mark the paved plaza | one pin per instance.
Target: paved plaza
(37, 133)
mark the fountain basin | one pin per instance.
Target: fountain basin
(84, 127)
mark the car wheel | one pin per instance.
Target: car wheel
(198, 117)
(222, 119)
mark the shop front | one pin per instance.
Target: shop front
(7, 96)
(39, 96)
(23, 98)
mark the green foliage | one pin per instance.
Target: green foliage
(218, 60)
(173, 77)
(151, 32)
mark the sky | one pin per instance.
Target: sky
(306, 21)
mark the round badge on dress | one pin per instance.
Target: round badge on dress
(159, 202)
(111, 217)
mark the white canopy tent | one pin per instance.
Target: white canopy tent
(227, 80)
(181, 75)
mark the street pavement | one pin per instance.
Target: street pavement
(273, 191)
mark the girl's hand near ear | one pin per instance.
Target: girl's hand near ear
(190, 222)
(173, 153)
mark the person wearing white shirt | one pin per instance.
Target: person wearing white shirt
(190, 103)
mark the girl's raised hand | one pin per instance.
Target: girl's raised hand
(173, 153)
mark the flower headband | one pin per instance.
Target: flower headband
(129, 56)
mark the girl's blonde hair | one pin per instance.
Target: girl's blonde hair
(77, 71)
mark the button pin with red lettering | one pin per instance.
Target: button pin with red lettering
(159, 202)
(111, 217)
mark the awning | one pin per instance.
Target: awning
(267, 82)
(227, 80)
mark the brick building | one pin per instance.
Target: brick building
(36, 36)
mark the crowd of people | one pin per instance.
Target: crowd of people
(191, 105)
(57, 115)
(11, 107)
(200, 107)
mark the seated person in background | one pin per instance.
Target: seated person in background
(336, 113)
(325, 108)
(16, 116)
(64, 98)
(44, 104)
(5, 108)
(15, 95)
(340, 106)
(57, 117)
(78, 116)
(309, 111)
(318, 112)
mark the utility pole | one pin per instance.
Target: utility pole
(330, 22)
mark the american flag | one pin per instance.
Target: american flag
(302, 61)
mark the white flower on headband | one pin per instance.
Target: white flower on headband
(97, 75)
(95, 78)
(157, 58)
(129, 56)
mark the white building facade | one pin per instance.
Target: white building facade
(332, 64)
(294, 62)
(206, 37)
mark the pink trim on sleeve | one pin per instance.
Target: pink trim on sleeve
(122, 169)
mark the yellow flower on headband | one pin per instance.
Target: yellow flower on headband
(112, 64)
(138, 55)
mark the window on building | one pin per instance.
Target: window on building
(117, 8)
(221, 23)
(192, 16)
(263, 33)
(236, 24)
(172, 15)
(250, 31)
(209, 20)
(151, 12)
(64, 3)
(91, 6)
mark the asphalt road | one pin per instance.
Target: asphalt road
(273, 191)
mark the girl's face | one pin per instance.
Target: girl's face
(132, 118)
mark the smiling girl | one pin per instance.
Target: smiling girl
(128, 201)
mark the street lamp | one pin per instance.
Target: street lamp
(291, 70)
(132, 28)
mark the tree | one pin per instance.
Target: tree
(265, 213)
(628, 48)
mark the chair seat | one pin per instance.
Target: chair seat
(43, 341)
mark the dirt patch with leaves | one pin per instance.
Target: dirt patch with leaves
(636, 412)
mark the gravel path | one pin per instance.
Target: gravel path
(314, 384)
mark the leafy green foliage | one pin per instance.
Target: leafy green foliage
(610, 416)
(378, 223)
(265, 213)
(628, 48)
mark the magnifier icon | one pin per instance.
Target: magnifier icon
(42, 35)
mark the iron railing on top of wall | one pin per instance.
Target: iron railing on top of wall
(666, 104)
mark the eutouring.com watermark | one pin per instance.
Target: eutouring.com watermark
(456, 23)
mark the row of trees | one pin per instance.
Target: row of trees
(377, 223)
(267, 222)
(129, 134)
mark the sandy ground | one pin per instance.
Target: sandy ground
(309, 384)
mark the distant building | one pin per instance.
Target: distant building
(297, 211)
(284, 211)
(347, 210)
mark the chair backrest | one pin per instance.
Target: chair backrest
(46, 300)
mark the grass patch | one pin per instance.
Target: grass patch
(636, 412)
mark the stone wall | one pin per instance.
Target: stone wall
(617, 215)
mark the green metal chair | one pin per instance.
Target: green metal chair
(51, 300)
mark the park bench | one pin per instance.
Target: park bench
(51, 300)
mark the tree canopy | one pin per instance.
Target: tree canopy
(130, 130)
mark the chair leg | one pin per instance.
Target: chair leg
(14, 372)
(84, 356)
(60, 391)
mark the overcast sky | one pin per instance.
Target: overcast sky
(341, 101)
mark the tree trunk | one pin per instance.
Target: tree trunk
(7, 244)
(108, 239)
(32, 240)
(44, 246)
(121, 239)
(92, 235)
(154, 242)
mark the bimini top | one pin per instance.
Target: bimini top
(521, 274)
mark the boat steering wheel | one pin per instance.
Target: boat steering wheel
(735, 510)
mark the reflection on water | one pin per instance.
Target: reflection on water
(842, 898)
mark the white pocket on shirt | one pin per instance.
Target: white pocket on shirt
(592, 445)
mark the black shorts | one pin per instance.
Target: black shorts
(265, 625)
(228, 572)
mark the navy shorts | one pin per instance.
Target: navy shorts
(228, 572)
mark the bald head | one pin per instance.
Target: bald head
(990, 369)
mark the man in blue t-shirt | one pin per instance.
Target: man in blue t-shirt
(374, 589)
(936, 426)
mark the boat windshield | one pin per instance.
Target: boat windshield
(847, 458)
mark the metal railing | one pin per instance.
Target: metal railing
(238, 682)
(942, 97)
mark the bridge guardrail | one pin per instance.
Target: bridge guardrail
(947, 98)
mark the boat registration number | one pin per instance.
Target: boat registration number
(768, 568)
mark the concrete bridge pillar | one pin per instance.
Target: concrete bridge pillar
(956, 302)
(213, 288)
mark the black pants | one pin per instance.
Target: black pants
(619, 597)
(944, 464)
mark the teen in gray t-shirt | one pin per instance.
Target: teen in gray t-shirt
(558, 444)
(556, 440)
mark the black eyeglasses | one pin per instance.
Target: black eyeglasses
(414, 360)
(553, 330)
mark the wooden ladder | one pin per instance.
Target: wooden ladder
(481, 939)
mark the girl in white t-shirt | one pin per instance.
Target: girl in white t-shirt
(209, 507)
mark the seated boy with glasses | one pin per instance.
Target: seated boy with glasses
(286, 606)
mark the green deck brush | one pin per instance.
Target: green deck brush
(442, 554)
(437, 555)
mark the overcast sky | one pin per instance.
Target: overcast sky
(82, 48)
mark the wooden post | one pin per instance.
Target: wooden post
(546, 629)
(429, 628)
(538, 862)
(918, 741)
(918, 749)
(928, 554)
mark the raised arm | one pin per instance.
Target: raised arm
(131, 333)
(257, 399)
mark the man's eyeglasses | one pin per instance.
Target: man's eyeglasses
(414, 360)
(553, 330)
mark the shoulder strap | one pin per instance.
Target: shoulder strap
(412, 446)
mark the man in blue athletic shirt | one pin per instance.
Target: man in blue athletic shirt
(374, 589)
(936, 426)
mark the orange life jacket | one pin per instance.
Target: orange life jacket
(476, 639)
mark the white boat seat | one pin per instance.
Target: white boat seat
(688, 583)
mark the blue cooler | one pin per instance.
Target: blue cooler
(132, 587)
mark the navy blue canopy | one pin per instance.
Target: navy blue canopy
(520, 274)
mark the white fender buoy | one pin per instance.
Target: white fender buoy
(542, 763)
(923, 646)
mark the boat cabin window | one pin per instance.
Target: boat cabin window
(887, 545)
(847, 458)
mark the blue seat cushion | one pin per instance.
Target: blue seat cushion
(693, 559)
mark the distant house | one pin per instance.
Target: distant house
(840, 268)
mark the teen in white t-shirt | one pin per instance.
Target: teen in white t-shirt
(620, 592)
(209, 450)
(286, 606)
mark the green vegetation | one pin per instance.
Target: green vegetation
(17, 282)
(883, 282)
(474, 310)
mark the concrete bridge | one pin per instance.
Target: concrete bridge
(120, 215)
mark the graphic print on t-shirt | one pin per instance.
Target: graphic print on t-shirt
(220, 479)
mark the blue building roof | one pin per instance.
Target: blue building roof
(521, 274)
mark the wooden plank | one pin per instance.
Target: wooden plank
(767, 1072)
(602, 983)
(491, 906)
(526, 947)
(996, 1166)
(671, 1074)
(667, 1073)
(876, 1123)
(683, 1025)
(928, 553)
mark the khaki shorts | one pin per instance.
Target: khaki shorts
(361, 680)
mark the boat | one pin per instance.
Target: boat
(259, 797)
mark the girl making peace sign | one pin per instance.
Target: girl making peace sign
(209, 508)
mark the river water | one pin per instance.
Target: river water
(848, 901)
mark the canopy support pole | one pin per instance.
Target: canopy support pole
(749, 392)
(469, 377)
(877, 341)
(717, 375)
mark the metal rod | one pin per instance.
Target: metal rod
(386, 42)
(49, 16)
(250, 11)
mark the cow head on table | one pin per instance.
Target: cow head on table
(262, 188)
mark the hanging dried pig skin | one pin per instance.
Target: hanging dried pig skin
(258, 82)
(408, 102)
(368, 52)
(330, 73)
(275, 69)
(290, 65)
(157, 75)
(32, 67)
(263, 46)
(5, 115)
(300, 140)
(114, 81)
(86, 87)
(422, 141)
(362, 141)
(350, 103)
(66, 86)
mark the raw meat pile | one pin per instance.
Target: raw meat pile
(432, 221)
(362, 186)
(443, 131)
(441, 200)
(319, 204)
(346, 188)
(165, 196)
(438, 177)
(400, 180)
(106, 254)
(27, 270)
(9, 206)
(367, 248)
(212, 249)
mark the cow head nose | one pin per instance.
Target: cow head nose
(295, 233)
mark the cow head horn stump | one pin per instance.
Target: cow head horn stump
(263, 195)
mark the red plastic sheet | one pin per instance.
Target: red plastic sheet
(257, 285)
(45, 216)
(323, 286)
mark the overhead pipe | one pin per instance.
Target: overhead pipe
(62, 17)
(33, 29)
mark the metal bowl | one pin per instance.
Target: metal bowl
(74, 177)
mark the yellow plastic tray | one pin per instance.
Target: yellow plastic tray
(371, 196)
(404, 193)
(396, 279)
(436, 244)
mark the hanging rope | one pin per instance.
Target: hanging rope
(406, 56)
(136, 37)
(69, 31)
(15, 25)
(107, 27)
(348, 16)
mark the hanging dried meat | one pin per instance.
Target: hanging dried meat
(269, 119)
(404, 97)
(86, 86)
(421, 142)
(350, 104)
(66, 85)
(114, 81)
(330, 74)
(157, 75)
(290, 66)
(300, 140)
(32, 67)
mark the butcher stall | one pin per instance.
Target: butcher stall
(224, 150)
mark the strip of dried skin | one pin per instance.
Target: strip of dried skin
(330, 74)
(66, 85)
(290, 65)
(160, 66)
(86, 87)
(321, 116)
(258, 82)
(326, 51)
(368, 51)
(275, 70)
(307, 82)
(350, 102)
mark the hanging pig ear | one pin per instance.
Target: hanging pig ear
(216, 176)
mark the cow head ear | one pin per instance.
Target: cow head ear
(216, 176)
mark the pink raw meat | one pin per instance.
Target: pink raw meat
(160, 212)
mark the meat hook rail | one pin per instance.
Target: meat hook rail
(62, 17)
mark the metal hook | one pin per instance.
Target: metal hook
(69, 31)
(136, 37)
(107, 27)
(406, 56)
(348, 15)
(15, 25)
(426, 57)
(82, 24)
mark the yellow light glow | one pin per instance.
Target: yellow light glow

******************************

YOUR INSTRUCTIONS
The expected answer is a word-for-word copy of every line from the one that contains "mark the strip" through the final line of the material.

EXPECTED ANSWER
mark the strip of dried skin | one pin per instance.
Target: strip of dried skin
(330, 74)
(66, 85)
(290, 65)
(160, 66)
(86, 87)
(321, 116)
(258, 82)
(326, 51)
(368, 51)
(275, 70)
(307, 82)
(350, 102)
mark the hanging pig ear | one pin per instance.
Target: hanging pig ear
(216, 176)
mark the cow head ear | one pin per instance.
Target: cow head ear
(216, 176)
mark the pink raw meat | one pin per instance.
Target: pink raw meat
(160, 212)
mark the meat hook rail | one pin per instance.
Target: meat hook rail
(62, 17)
mark the metal hook | one pin per instance.
Target: metal hook
(69, 31)
(136, 37)
(107, 27)
(406, 56)
(348, 15)
(15, 25)
(426, 57)
(82, 24)
mark the yellow light glow | one pin per instance.
Target: yellow light glow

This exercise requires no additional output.